▸ Exercise description
An exact copy of all the entries is what is needed here.

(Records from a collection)

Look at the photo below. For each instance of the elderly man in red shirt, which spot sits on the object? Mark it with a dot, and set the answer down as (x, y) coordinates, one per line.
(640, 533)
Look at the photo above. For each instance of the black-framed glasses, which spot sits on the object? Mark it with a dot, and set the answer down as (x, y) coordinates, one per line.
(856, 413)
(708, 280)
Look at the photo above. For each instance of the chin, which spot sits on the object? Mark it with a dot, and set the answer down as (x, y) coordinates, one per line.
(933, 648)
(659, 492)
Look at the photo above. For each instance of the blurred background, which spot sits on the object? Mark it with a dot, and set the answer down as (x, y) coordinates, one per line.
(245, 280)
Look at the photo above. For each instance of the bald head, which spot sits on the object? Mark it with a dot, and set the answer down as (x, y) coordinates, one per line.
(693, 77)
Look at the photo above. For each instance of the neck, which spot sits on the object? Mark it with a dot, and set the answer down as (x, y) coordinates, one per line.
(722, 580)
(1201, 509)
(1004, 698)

▸ Response area
Look at the photo below. For each instance of the elderly man in red shirt, which spot sits on the object? Mark it with a dot, and set the answer down as (x, y) coordinates, one per line.
(640, 533)
Look at the photo above. For each instance of the black-framed glasses, which spot sits on the object? Mark it with a dot, and set the answer down as (x, y) coordinates, one per line.
(856, 413)
(708, 280)
Look at the photo above. For each instance of the chin, which spot sits on the object? Mark it with a dot, and set the answer down as (x, y) coordinates, one per line.
(933, 648)
(659, 492)
Look at the photo above. For each instance of the blurred background, which spot sits on the object? Mark it with a dot, and set the answer down as (x, y) coordinates, one per line.
(245, 280)
Look at the photo above. For each instance of the bald head, which spot sits on the object? Mark it with a dot, and set the answer down as (x, y) coordinates, one per line.
(693, 77)
Look at the photo above. For each instance of the neck, which spot sits on the object? Mark it with a dot, and set the answer down as (x, y) coordinates, one per line.
(722, 580)
(1201, 509)
(1004, 698)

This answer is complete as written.